Count the lines in the following entries that contain the string "below", with case counting, and give only that number.

Data records:
····················

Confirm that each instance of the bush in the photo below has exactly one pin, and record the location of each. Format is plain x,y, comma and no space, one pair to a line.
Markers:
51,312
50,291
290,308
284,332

····················

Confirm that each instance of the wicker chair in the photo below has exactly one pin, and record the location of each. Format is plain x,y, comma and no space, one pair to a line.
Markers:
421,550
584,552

····················

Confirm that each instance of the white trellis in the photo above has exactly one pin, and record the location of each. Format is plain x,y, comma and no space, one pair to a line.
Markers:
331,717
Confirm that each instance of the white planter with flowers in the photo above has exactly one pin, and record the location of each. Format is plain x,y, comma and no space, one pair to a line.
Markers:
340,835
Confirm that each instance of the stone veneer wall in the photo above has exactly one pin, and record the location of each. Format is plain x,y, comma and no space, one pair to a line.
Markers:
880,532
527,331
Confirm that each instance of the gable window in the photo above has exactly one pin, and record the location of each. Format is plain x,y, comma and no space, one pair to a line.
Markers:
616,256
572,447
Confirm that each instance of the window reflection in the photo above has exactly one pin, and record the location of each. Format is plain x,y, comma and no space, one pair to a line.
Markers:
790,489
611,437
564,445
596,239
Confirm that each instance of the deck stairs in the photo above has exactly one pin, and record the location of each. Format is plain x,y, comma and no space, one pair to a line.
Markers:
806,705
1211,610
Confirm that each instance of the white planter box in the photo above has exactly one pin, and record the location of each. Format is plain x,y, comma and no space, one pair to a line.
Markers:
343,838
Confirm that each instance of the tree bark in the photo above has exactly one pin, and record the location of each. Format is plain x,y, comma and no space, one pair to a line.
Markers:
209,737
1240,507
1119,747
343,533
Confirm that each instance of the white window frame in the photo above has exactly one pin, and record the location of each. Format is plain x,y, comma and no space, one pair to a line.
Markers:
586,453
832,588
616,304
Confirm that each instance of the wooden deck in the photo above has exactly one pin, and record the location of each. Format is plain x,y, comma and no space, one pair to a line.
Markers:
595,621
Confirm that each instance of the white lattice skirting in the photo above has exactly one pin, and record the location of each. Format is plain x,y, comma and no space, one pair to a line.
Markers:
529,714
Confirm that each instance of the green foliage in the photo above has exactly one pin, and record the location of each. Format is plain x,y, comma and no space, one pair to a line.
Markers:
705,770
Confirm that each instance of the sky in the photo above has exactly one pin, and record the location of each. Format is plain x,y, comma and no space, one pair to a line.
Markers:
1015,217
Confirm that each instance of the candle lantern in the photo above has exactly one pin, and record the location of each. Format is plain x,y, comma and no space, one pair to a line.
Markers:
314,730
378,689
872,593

····················

Solution: 2